_Problem to work on:_ Reproduce the portion of the carers debate transcript between "Deputy John Halligan: Information" and "so is unforgivable.", inclusive.

_Given text:_
^^^^^^^^^^^^^^^^

Deputy Richard Boyd Barrett: Information on Richard Boyd Barrett Zoom on Richard Boyd Barrett I will be brief. The people the Minister is hitting with this measure will also be affected by cuts to the clothing and footwear allowances, child benefit and the property tax. We are talking about many hundreds of euro being taken from the income of people who are doing a service to the State by looking after their loved ones. To take this action is obnoxious and nauseating. One cannot describe it as fair; it is obscene and indecent. The Minister has claimed consistently she had no alternatives in this regard and had to make hard choices. I find the use of the word "hard" extraordinary. What carers do is hard, in fact "hard" does not even come close to describing what they have to do. They must engage intensely at an emotional, physical, economic and every imaginable level in order to care for their loved ones, thereby providing a service at a massive saving to the State. To do this to them is unconscionable.

The Minister stated there were no alternatives but when alternatives are put to her and to the Government she merely reiterates that headline allowances are being maintained and sings her own praises. Will she answer us directly and simply? Why did she make the choice to do this rather than to increase, even marginally, the tax on those with incomes of more than €100,000 a year? Will she answer that simple question? This point was made by her Labour Party colleagues, and all the groups in civil society mentioned by Deputy Nulty have asked her to do this, but we still have not had a straight answer. Instead of doing this, why would the Minister not increase the PRSI levels for those earning in excess of €100,000 a year? It is a simple choice and is contained in an amendment we tabled. The Minister could do it, and save all this hardship and suffering for people who do not deserve it, those who are the most decent people and the real heroes of our society. Will the Minister not pull back from this and show them the respect they deserve?

Deputy John Halligan: Information on John Halligan Zoom on John Halligan My sister is a carer. She cared for my mother for seven years and has been taking care of my father for eight years. Unfortunately - or fortunately for us - most of my family work and are unable to help her out, but we know she works 24 hours a day because my father needs that level of care. In light of the work she does and the hours she puts in, I have often thought that if she worked anywhere else in the world her work would be classified as slave labour. There would be uproar and understandable outrage that people should work so hard for so little. That is the salient point in this debate. Whatever small amount of money we are taking away, to do so is unforgivable.

I have spoken to many carers in both Waterford and Dublin. Next week there will be a Private Members' Bill on carers, which we hope the Minister will support. What is deeply upsetting for many carers is not that the Minister has taken the money away but that her Department would sit down and contemplate attacking the most vulnerable and hard-working people in Ireland today. If she speaks to carers, as she must do because all of us have done so, she will see they are deeply upset. I say that rather than "annoyed" because we are all annoyed at things now and again. Carers are deeply upset that members of the Minister's Department would sit down with her and even think about making this cut. As one who sees what a carer does, I make an appeal. I am sure other people present also have carers in their families, but I see what my sister does. She is very small, weighs only about seven stone but I know what she has to do 24 hours a day with my father, and what she had to do for my mother before she died. What upset her was not that the Minister took the money away but that she sat down and thought about doing so.

^^^^^^^^^^^^^^^^

Data entries:

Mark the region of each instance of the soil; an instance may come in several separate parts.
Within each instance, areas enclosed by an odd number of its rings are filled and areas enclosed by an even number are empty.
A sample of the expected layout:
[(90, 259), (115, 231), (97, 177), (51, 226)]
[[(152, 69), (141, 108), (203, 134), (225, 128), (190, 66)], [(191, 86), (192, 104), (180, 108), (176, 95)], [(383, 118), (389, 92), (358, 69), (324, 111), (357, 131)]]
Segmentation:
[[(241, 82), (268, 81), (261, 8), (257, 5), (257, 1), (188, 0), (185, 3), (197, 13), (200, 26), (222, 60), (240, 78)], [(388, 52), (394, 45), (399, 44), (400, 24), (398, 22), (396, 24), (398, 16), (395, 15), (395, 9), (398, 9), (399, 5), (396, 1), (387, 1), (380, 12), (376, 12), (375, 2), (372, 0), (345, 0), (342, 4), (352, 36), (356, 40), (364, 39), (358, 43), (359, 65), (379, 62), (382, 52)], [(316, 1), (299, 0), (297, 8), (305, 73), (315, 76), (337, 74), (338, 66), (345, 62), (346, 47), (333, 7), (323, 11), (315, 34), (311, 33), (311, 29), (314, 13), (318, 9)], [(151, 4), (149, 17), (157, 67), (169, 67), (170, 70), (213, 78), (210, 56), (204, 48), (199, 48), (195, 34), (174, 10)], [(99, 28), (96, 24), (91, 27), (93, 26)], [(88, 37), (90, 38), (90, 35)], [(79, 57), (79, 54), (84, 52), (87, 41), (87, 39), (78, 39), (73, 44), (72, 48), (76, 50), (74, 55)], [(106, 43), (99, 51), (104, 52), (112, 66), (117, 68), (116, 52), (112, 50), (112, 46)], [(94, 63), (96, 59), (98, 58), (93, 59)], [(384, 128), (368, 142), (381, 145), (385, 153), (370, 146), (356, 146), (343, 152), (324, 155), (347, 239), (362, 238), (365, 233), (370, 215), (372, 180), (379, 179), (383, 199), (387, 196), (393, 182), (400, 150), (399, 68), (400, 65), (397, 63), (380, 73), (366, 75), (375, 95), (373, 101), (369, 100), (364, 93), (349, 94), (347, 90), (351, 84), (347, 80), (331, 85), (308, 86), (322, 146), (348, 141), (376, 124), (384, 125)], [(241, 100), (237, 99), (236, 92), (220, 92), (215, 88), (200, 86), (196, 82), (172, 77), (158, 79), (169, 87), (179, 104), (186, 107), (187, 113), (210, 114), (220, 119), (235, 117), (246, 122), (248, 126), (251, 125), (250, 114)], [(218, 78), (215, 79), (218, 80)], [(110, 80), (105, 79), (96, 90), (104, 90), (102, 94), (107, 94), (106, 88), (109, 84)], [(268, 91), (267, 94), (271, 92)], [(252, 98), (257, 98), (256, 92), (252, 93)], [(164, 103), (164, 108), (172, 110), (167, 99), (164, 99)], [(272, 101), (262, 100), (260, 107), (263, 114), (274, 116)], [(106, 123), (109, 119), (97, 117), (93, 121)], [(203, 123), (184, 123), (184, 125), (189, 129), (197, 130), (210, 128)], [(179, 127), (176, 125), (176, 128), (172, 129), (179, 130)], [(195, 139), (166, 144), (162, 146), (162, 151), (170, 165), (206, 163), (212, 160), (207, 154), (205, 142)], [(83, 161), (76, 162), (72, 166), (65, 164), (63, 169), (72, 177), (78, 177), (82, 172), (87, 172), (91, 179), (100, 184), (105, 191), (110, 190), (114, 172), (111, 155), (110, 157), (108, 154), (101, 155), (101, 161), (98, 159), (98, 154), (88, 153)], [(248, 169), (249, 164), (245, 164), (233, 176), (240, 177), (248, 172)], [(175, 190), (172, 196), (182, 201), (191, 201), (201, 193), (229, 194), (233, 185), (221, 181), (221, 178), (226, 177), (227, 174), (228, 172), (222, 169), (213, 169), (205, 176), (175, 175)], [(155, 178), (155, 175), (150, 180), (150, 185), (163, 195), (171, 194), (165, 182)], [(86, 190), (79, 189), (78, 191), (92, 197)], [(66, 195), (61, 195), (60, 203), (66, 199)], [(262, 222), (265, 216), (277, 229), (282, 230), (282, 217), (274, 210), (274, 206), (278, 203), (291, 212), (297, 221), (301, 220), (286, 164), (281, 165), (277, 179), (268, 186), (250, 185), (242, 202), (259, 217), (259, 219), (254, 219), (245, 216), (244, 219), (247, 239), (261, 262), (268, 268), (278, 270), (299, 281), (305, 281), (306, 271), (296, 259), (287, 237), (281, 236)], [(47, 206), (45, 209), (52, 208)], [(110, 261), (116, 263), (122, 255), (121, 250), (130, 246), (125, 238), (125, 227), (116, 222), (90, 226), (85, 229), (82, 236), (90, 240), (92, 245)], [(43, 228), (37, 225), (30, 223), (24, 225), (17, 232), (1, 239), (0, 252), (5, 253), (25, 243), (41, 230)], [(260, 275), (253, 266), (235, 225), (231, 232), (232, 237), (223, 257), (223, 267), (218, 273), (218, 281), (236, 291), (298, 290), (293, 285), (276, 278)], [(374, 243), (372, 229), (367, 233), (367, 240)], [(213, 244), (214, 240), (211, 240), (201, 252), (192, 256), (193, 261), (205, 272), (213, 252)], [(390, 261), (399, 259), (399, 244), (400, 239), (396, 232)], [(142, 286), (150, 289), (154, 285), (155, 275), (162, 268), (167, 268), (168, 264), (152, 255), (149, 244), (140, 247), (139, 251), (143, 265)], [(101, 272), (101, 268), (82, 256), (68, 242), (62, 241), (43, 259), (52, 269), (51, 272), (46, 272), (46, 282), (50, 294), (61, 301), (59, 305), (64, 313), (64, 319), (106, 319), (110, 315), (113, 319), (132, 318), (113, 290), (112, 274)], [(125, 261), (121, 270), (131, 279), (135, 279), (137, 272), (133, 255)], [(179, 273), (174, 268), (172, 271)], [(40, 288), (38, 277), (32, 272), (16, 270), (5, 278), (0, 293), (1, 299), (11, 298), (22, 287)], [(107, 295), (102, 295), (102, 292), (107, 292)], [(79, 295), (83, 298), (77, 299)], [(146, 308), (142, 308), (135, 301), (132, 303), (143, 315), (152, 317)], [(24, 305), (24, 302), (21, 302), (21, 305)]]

^^^^^^^^^^^^^^^^

_Output for this exercise:_
Deputy John Halligan: Information on John Halligan Zoom on John Halligan My sister is a carer. She cared for my mother for seven years and has been taking care of my father for eight years. Unfortunately - or fortunately for us - most of my family work and are unable to help her out, but we know she works 24 hours a day because my father needs that level of care. In light of the work she does and the hours she puts in, I have often thought that if she worked anywhere else in the world her work would be classified as slave labour. There would be uproar and understandable outrage that people should work so hard for so little. That is the salient point in this debate. Whatever small amount of money we are taking away, to do so is unforgivable.